Text under study:
==*==
NTSB officials said he passed his last Federal Aviation Administration-required medical exam on Feb. 2, 2019, and received an FAA third-class medical clearance, with a limitation for corrective lenses, on February 19, 2019.
It was last flight serviced on October 4, 2019. The aircraft was last inspected on March 18, 2019. The accident occurred on October 31, 2019.
Morrow had a private pilot’s certificate with ratings for multi-engine land aeroplane, single-engine land aeroplane, single-engine sea aeroplane, and instrument airplane. Morrow was co-owner of Jamaica Inn, a hotel in Ocho Rios, Jamaica, according to the hotel’s blog website which announced his death.
Why the investigation took so long
Morrow and a mechanic, Christopher Belcher, 50, died in the Oct. 31, 2019, crash along SR 200 west of Interstate 75 near Market Street at the Heath Brook Mall.
==*==
Extracted data:
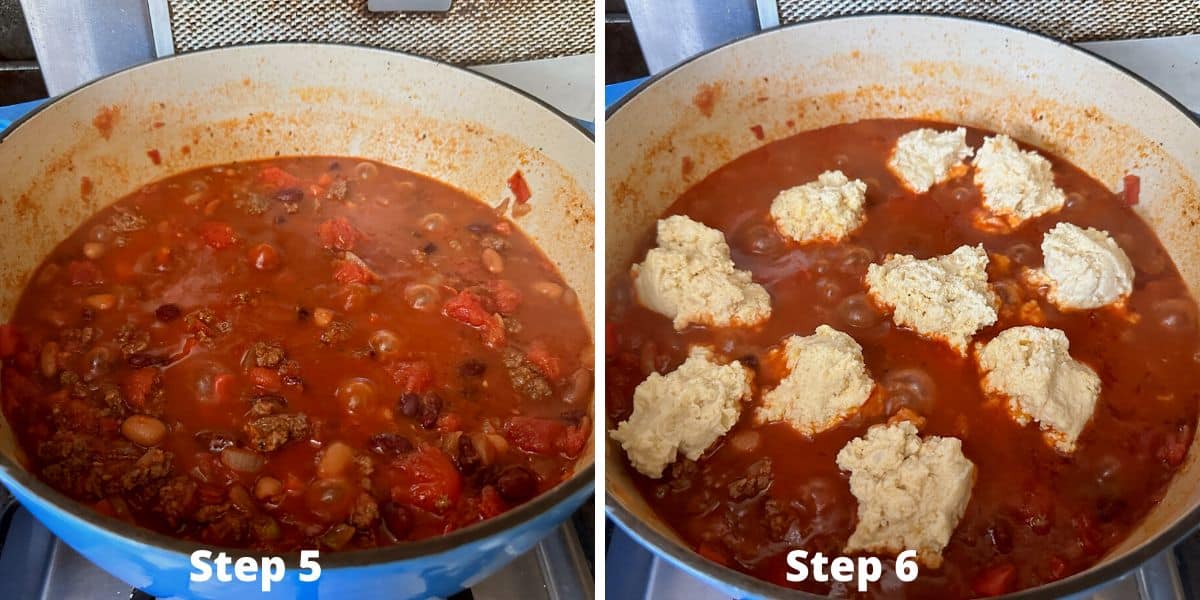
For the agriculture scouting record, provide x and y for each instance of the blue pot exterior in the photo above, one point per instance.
(165, 573)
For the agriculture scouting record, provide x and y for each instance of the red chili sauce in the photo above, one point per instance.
(1035, 515)
(299, 353)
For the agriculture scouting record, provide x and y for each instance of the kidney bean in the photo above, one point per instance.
(389, 444)
(472, 367)
(468, 457)
(409, 405)
(214, 441)
(168, 312)
(143, 430)
(431, 407)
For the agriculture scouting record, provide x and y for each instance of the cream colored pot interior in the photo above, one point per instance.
(90, 148)
(845, 70)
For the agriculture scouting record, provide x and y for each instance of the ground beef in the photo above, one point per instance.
(756, 481)
(125, 221)
(682, 473)
(73, 385)
(779, 519)
(268, 354)
(365, 465)
(265, 406)
(268, 433)
(525, 376)
(223, 525)
(491, 240)
(132, 340)
(289, 197)
(67, 460)
(339, 190)
(109, 396)
(204, 324)
(154, 465)
(336, 333)
(365, 511)
(511, 325)
(251, 203)
(175, 499)
(76, 339)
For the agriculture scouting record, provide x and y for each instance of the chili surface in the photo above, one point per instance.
(1035, 515)
(310, 352)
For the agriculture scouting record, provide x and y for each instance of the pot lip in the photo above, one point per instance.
(580, 481)
(882, 16)
(706, 569)
(153, 64)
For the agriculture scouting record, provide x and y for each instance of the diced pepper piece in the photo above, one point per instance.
(277, 178)
(995, 580)
(546, 436)
(544, 360)
(505, 295)
(490, 503)
(217, 235)
(138, 387)
(84, 273)
(430, 480)
(468, 309)
(265, 378)
(339, 234)
(348, 271)
(414, 377)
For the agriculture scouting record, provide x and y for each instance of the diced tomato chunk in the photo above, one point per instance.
(468, 309)
(413, 376)
(713, 553)
(217, 235)
(1057, 568)
(265, 378)
(138, 387)
(9, 341)
(430, 480)
(534, 433)
(277, 178)
(1089, 534)
(544, 360)
(575, 438)
(339, 234)
(545, 436)
(1132, 189)
(490, 503)
(348, 271)
(995, 580)
(519, 187)
(448, 423)
(84, 273)
(1175, 445)
(505, 295)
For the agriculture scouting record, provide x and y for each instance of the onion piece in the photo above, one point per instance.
(241, 461)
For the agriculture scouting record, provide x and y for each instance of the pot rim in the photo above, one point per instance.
(705, 569)
(543, 503)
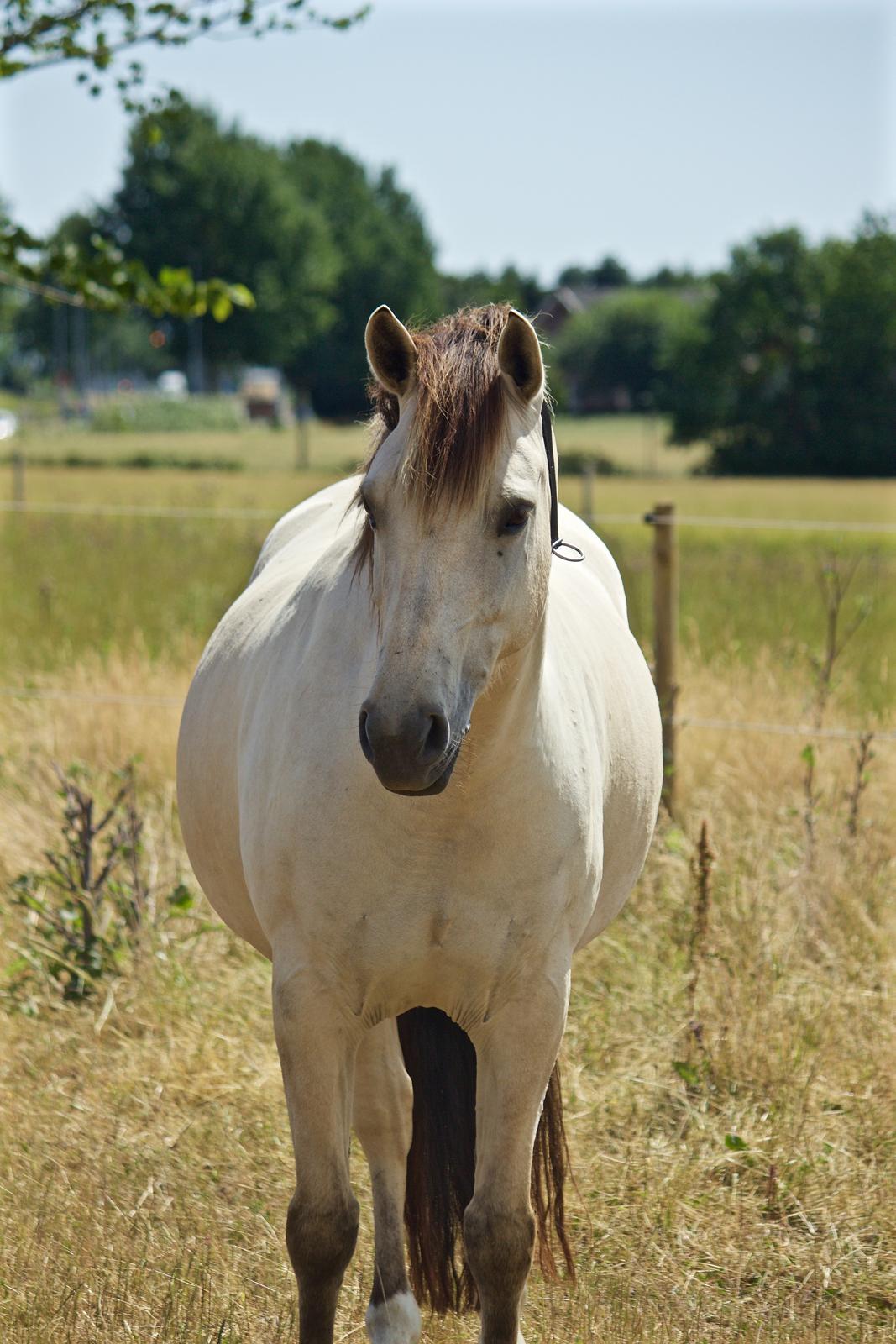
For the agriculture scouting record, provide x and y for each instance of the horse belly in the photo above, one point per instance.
(389, 911)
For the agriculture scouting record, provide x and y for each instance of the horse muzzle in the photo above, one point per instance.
(411, 754)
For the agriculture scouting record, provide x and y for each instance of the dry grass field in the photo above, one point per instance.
(730, 1063)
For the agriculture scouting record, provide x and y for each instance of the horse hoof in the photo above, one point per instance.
(394, 1321)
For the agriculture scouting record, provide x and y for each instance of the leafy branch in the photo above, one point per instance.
(94, 37)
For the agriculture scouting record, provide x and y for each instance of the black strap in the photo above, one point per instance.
(563, 550)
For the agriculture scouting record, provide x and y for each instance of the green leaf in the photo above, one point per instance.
(735, 1144)
(687, 1073)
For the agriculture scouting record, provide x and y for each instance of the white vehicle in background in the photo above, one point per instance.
(172, 385)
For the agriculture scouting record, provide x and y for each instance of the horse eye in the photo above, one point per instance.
(515, 522)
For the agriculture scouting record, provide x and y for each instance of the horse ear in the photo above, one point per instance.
(520, 356)
(391, 353)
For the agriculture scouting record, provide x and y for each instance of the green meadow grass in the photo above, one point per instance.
(85, 584)
(631, 443)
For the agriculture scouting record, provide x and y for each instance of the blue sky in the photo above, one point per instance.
(537, 134)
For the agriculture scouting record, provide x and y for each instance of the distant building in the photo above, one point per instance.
(558, 307)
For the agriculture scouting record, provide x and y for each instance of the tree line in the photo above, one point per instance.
(783, 362)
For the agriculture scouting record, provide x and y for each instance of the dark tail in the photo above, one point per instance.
(441, 1164)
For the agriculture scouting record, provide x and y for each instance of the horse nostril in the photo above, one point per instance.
(437, 738)
(362, 732)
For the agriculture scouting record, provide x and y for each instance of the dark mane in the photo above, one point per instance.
(459, 407)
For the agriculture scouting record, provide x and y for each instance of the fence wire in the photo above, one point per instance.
(87, 508)
(684, 721)
(785, 524)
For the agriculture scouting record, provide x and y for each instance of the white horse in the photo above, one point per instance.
(421, 916)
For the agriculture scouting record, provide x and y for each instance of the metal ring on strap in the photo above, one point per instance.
(563, 550)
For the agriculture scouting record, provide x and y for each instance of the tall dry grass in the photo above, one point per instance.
(730, 1097)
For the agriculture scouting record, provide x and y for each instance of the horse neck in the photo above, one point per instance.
(504, 714)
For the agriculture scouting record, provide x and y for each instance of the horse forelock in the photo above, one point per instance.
(459, 409)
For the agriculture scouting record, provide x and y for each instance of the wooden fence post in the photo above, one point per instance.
(665, 636)
(19, 477)
(587, 492)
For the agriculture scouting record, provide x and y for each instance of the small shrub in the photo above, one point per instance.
(93, 906)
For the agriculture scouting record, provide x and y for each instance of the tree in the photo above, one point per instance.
(385, 257)
(96, 38)
(616, 354)
(472, 291)
(607, 275)
(207, 198)
(856, 355)
(793, 370)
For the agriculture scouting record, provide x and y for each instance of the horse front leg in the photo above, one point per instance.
(383, 1122)
(516, 1052)
(317, 1048)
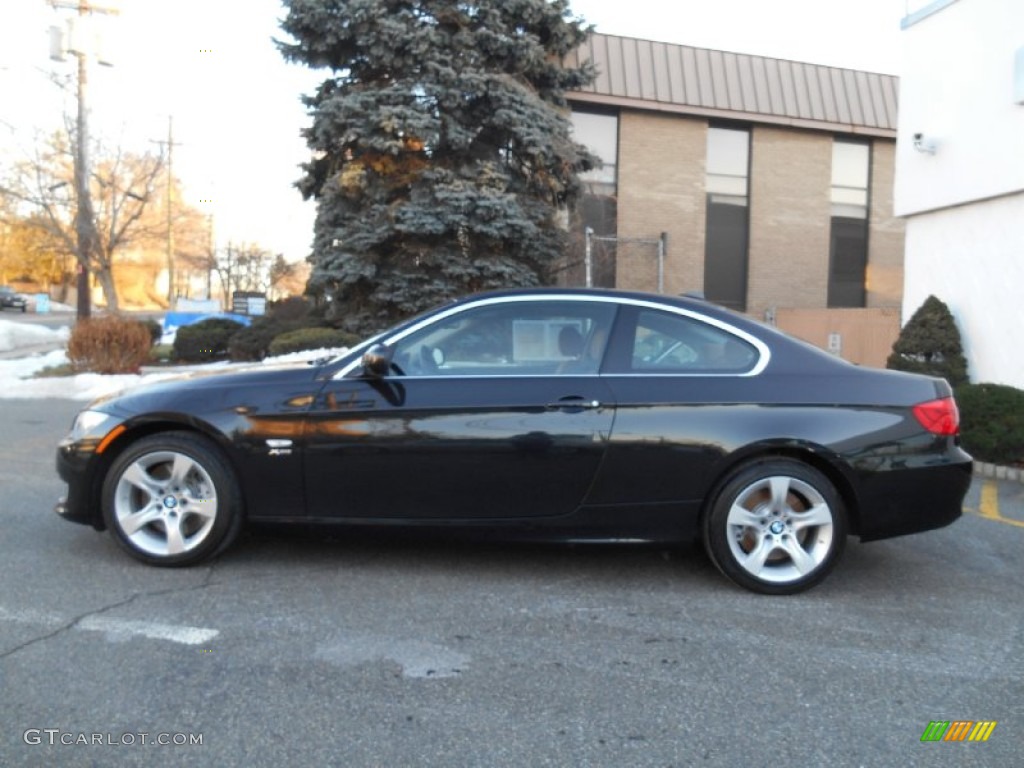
==*==
Actions to take:
1 – Please list every rating held on Morrow's private pilot's certificate, according to the passage about the crash.
2 – In the passage about the crash, on what date was the aircraft last inspected?
The items play no part in these tasks.

Answers by item number:
1 –
- Multi-engine land aeroplane
- Single-engine land aeroplane
- Single-engine sea aeroplane
- Instrument airplane

2 – March 18, 2019